• SHORT PROBLEM A: Reproduce the records from their first line through the line that contains "POLYGON ((358 355, 349", both ends included, and nothing beyond them. Keep the requests unchanged, and multiply every coordinate in the answers by 0.75, rounding to whole numbers with halves rounded up.

• TEXT TO READ:
:::::
The Day I Told Someone Getting Drunk Doesn’t Honor St. Patrick

You never know who God is going to bring into your life. This past week I had an amazing experience of God while waiting for my dinner.

“Iced tea, please.” I requested with a genuine tone.

“You guys goin’ to get ripped on St. Paddy’s Day?” the waiter asked me (and my friends).

“I’m sorry?” I asked a little confused and more than a little intrigued.

“You know, are you guys gonna get lit up to celebrate St. Patrick’s day this week?” he asked again, (obviously assuming that because we were young adults that binge drinking and public drunkenness must be our favorite past time).

“Um… no.” I replied with a stern and disapproving but gentle, non-judgmental tone.

“Why not, are you guys like recovering alcoholics or something?” he pushed, searching for an answer as to why we would not choose to inebriate ourselves on the altar of public opinion or conformity.

“What’s your name?” I asked.

“Thomas,” he replied.

“Thomas, I have to ask you a question. You obviously plan to get wasted this weekend to ‘celebrate’. Why is getting drunk necessary? I don’t want to sound prudish, but I just don’t understand why you consider that the ultimate sign of your freedom as a young adult?”

His facial expression showed how perplexed he was. His body language did little to disguise his defensiveness.

“What nationality are you?” he asked me (in an odd retort).

“I’m Irish and German.” I replied.

“Oh well, you see, I’m 100% Irish, so you wouldn’t understand. Drinking is a part of our heritage, and only being half Irish you wouldn’t understand the significance of St. Paddy’s Day. It’s how our ancestors celebrated and it’s been passed down from generation to generation. Maybe the Irish in your family weren’t proud of their heritage, but my family is.”

His attempt to justify his intention to binge drink was obvious, but his assault on our family pride in our heritage was unfounded and ignorant.

I had planned to let his comments go, but I could not… for he would undoubtedly spin the same inane dribble on another unsuspecting table later in the day, and he needed a little dose of reality.

“Hey Thomas, I don’t know how to break this to you, but getting hammered doesn’t demonstrate your freedom, it relinquishes it. Further, saying that your ancestors celebrated their Irish heritage by getting wasted is unfounded and a sad commentary about your family tree.

Alcoholism, like any addiction, is not an exercise of freedom, it is an exercise of slavery. Ironically, the very slavery that your ancestors were probably fighting in Ireland prior to the arrival of St. Patrick.”
:::::
• SHORT PROBLEM B: Continue the account of the conversation with the waiter about drinking on St. Patrick's Day, starting after its last sentence.

• RECORDS FOR PROCESSING:
:::::
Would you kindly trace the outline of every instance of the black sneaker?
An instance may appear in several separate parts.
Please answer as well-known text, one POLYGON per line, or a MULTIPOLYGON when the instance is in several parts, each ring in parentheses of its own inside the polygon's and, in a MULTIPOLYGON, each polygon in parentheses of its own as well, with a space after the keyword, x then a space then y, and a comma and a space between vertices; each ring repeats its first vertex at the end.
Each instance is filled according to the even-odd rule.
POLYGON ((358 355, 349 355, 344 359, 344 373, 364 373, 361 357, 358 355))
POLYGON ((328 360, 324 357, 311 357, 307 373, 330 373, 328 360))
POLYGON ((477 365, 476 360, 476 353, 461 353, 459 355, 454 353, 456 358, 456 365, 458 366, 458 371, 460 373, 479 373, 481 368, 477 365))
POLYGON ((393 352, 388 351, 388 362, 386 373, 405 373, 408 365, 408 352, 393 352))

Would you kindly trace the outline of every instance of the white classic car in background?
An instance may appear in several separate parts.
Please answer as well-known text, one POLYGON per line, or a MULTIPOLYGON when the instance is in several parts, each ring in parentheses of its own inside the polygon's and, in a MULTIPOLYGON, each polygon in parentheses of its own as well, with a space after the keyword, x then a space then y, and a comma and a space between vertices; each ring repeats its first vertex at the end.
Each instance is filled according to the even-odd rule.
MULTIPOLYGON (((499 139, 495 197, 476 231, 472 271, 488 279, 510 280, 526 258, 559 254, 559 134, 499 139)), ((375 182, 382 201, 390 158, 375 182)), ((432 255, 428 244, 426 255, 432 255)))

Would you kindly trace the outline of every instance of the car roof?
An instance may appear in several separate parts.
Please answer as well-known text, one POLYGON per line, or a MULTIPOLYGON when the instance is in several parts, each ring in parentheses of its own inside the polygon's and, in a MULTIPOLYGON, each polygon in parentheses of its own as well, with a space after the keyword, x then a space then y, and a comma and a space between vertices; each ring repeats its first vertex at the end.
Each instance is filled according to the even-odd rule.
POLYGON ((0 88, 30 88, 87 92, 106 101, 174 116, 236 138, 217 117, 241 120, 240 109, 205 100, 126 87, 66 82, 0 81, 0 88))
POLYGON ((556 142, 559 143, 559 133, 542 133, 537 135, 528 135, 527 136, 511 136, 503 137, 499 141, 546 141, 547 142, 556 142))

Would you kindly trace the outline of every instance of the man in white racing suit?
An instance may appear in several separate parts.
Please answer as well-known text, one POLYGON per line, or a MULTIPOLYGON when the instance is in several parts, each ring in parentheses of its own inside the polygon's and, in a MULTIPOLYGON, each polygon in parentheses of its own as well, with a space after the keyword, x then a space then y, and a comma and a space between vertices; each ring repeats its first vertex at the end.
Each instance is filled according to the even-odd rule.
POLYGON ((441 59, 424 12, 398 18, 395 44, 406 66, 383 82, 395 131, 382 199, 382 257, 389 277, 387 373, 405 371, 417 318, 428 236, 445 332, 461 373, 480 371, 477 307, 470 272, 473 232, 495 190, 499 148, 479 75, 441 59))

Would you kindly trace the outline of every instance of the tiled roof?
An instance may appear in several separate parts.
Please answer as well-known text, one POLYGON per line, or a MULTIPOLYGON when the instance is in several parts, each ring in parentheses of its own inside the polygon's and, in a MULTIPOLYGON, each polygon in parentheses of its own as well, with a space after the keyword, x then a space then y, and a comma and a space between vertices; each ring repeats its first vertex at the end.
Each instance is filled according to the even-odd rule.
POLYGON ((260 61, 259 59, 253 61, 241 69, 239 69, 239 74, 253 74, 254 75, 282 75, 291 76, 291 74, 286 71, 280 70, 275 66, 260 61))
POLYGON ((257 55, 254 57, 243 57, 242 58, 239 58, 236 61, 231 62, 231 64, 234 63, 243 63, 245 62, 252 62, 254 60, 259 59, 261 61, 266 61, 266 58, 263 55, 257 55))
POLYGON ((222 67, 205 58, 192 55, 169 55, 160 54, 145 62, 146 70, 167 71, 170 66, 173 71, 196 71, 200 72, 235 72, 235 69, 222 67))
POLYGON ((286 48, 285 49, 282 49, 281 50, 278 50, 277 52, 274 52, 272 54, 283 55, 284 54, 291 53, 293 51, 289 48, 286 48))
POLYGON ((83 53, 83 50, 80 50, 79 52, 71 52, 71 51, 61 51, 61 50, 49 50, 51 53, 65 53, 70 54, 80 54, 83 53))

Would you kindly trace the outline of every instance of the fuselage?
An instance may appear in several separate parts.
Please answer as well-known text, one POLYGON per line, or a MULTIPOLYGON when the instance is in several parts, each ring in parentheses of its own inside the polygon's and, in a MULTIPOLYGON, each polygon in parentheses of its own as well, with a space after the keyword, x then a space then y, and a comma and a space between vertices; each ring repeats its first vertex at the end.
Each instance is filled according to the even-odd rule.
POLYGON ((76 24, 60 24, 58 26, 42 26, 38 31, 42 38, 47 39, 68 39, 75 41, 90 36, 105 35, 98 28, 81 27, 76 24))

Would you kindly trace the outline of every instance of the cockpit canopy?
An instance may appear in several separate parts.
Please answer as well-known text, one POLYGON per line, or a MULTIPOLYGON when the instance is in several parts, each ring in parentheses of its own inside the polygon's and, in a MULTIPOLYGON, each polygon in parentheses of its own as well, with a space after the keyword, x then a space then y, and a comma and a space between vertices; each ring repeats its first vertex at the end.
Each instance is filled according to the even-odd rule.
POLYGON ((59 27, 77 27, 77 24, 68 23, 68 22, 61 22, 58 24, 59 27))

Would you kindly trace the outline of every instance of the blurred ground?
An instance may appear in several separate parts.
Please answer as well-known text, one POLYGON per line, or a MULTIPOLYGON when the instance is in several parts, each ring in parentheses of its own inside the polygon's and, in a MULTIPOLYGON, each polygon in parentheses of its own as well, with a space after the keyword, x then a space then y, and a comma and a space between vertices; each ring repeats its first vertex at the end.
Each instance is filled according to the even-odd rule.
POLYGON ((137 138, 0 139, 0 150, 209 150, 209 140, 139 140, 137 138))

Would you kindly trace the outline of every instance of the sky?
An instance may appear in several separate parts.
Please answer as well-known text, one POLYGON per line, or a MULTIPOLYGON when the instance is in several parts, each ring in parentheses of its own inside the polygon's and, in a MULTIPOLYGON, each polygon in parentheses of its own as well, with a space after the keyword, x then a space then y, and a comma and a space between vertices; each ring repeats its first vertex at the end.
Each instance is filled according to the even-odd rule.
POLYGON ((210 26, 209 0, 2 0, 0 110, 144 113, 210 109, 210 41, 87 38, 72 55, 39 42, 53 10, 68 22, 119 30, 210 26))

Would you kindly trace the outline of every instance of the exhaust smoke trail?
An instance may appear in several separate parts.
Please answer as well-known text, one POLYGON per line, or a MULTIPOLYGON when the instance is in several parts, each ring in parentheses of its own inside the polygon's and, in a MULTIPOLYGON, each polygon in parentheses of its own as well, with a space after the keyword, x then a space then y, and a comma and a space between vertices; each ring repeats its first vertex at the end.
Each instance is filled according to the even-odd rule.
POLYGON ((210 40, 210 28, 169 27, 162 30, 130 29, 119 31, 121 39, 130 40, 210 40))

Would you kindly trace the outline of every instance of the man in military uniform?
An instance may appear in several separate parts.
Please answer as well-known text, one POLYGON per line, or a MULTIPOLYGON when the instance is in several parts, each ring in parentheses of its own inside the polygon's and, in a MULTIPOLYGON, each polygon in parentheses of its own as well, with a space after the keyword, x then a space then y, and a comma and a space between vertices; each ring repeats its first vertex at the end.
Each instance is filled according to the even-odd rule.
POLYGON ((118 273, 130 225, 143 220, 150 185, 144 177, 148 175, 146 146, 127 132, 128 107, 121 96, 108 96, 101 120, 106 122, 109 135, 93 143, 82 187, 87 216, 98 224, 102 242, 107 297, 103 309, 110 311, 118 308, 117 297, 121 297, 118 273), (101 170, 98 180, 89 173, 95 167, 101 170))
:::::
• WRITTEN REPLY A:
Would you kindly trace the outline of every instance of the black sneaker?
An instance may appear in several separate parts.
Please answer as well-known text, one POLYGON per line, or a MULTIPOLYGON when the instance is in several parts, each ring in parentheses of its own inside the polygon's and, in a MULTIPOLYGON, each polygon in parentheses of its own as well, with a space after the keyword, x then a space then y, and a comma and a space between vertices; each ring repeats its first vertex at the end.
Each instance is filled according to the even-odd rule.
POLYGON ((269 266, 262 266, 258 269, 258 280, 273 280, 271 268, 269 266))

• WRITTEN REPLY B:
His face went white. He was confused, upset and grew a little angry (but not too angry, because he was still working for a tip).

“Well, that’s your version, but I know my Irish history,” he replied, clinging to the rationalization that would leave him drunken and guilt free.

Saint Patrick, an Irish Saint?

“Oh, and Thomas, one more thing… St. Patrick wasn’t Irish at all,” I said with a gentle but assured humility.

That was it. You would have thought I pulled his still beating heart out of his Kelly-green covered chest and smashed right in front of his (no longer) “smiling” Irish eyes.

I would have been fine letting it go, but after his last comments, I felt the need to set straight my belligerent, well-intentioned new friend who was way long on ego and bit short on actual knowledge.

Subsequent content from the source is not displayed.